Extracted records
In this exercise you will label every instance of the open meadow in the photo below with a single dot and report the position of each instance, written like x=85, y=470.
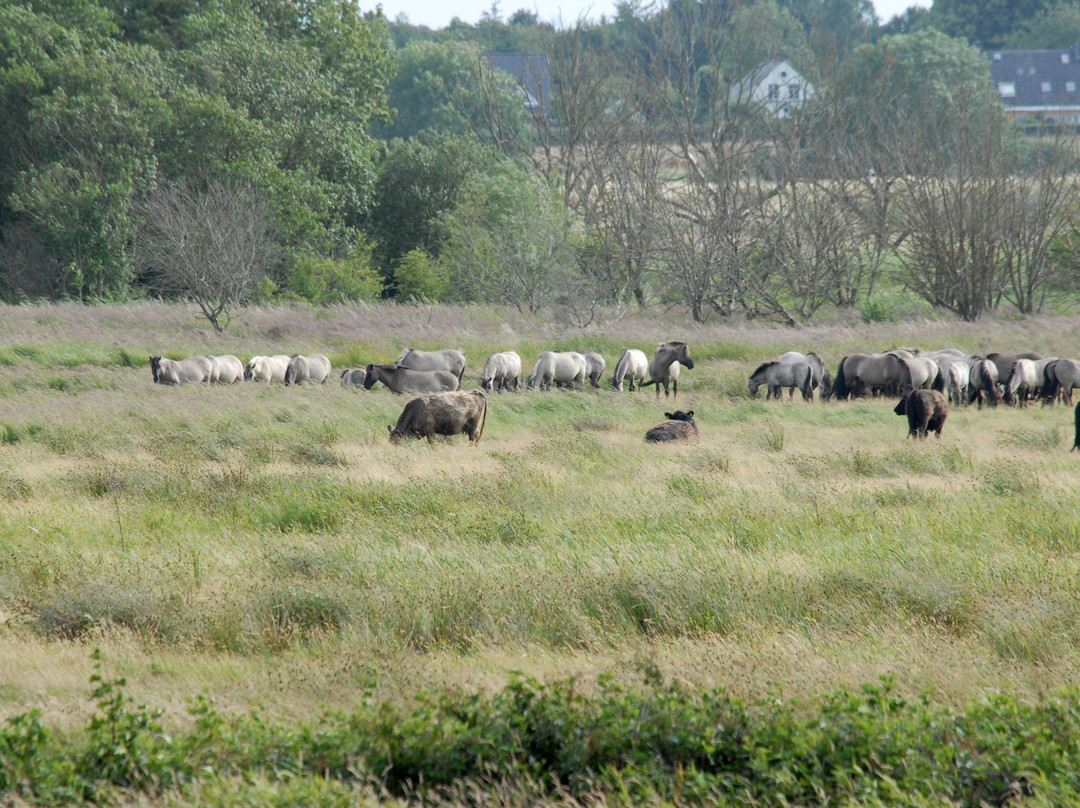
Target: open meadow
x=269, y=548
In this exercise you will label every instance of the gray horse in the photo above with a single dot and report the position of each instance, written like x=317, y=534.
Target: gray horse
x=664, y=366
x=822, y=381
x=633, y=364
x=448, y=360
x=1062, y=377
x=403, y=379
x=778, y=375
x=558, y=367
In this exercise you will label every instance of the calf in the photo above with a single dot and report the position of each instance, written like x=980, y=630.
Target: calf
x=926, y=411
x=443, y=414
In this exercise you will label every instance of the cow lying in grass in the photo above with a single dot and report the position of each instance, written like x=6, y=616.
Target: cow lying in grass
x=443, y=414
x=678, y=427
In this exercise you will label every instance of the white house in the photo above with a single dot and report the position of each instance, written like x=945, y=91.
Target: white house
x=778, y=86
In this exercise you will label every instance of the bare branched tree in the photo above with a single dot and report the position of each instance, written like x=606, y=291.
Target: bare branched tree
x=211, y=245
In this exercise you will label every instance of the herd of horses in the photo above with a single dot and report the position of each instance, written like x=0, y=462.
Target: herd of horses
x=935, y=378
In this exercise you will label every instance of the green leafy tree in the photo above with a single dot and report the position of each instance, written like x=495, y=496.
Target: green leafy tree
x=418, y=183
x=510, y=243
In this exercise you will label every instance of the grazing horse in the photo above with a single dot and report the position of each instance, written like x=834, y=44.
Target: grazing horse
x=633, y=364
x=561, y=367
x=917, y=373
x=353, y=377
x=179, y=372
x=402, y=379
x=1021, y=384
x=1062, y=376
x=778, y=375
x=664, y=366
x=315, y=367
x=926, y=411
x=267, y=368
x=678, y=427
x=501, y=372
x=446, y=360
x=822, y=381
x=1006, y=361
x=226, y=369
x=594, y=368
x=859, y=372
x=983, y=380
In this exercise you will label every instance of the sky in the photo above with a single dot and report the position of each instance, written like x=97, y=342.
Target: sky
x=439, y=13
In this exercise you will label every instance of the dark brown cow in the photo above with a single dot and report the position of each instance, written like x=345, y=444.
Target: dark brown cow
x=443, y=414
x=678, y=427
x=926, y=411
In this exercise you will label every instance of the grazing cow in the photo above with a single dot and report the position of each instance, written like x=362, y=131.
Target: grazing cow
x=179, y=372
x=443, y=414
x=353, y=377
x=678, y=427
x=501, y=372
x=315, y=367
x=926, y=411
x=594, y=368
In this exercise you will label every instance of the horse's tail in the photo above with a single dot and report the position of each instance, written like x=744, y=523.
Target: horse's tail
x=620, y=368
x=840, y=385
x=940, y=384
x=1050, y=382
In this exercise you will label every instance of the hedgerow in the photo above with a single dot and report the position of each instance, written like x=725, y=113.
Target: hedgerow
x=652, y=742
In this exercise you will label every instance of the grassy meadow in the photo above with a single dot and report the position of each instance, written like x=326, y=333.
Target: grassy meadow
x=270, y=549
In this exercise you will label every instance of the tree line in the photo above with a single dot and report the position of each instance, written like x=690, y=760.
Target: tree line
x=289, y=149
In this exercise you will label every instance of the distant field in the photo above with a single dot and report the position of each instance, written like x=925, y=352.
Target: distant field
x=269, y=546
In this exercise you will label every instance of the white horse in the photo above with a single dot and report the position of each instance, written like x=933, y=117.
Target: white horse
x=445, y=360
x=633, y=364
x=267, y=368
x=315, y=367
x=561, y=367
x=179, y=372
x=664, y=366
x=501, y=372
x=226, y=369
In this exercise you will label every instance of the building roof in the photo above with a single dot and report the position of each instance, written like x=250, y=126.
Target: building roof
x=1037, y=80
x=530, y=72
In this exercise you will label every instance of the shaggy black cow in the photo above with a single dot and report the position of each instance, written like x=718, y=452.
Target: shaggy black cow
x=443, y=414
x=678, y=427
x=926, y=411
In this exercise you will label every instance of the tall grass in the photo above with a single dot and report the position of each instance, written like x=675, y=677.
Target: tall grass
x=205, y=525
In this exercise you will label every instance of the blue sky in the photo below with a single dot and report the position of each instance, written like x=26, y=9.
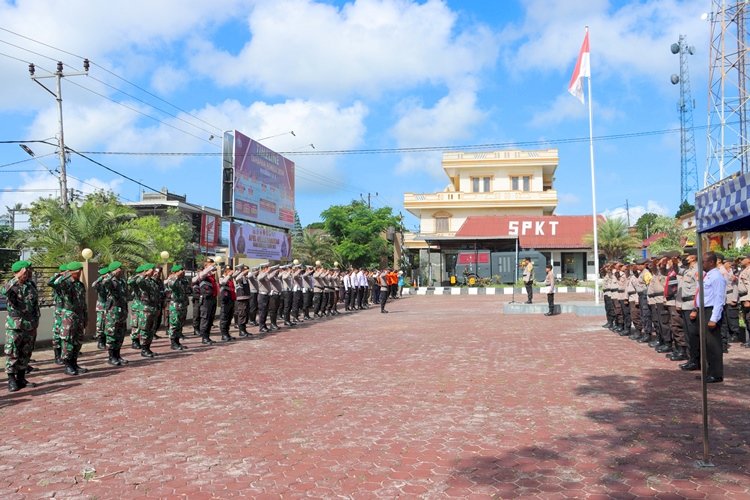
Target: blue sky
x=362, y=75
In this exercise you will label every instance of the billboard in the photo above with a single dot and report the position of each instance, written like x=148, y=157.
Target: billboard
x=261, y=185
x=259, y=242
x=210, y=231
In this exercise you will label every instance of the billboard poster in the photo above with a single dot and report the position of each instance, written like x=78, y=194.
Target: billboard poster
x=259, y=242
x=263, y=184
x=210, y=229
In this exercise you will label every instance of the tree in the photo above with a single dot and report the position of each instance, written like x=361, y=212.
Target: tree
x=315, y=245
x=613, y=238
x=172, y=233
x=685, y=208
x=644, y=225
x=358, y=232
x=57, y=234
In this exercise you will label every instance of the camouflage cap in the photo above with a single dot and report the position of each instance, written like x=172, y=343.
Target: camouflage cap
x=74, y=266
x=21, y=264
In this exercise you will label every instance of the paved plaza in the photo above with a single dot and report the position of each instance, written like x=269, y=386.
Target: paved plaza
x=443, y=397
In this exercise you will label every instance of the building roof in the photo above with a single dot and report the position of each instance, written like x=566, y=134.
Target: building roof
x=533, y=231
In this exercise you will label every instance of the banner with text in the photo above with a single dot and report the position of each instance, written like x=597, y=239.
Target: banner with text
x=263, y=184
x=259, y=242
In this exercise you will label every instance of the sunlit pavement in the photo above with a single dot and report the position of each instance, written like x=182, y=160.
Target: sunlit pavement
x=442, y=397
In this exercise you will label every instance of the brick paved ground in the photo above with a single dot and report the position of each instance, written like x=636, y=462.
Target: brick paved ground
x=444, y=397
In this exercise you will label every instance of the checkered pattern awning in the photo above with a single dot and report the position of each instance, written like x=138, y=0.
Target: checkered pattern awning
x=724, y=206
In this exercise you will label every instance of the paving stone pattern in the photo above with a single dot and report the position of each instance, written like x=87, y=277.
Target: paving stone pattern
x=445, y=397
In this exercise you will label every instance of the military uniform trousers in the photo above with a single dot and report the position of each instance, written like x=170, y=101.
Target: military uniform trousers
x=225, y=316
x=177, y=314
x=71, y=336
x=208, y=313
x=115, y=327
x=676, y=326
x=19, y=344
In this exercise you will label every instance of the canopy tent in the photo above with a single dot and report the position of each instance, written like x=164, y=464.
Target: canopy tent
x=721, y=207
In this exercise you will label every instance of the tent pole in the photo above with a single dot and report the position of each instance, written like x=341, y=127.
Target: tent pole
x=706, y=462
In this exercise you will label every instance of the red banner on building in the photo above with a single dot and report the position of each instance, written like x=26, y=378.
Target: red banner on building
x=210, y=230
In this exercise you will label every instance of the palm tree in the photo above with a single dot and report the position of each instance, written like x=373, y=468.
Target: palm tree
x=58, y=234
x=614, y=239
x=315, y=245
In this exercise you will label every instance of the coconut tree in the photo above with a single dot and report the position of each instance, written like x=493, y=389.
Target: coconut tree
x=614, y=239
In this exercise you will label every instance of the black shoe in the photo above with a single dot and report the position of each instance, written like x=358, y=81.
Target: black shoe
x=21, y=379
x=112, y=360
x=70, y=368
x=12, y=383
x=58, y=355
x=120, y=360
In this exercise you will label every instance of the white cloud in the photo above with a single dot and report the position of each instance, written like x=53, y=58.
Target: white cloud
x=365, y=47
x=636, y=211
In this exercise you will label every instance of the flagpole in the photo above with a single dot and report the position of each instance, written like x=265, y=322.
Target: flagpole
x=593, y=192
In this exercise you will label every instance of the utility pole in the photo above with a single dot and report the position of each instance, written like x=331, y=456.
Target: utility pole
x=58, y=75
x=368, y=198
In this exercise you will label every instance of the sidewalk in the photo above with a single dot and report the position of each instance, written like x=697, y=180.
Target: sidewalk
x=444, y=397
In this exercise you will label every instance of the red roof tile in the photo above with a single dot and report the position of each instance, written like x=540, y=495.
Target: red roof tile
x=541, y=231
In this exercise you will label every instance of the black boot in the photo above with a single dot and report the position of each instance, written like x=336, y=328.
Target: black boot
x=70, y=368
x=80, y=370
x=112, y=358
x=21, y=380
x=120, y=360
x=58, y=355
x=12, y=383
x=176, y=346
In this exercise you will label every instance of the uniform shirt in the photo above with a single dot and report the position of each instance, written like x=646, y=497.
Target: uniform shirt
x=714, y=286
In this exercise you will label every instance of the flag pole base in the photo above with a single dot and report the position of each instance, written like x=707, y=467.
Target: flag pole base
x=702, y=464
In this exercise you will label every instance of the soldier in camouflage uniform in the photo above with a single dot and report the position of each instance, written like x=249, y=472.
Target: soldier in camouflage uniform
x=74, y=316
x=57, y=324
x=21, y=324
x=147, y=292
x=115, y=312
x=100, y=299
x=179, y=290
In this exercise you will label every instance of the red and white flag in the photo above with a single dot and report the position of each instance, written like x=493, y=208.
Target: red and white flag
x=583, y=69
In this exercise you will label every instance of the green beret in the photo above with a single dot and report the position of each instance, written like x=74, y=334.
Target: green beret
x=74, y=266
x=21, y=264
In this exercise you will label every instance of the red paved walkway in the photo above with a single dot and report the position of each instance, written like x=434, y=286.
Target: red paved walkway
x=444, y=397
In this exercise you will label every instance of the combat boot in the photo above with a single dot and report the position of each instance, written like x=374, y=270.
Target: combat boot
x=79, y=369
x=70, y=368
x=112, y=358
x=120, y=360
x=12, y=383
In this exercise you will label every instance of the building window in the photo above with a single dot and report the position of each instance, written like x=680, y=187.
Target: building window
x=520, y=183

What is needed: Filter the records down to the lines containing the word "below", and copy those.

Your solution:
In this exercise you will label every instance of the open meadow in the photo below with a single dot and report the position of each instance, written like x=85, y=470.
In this exercise you will label every instance of the blue sky in the photo below with a single dot and report the position of each instance, written like x=26, y=9.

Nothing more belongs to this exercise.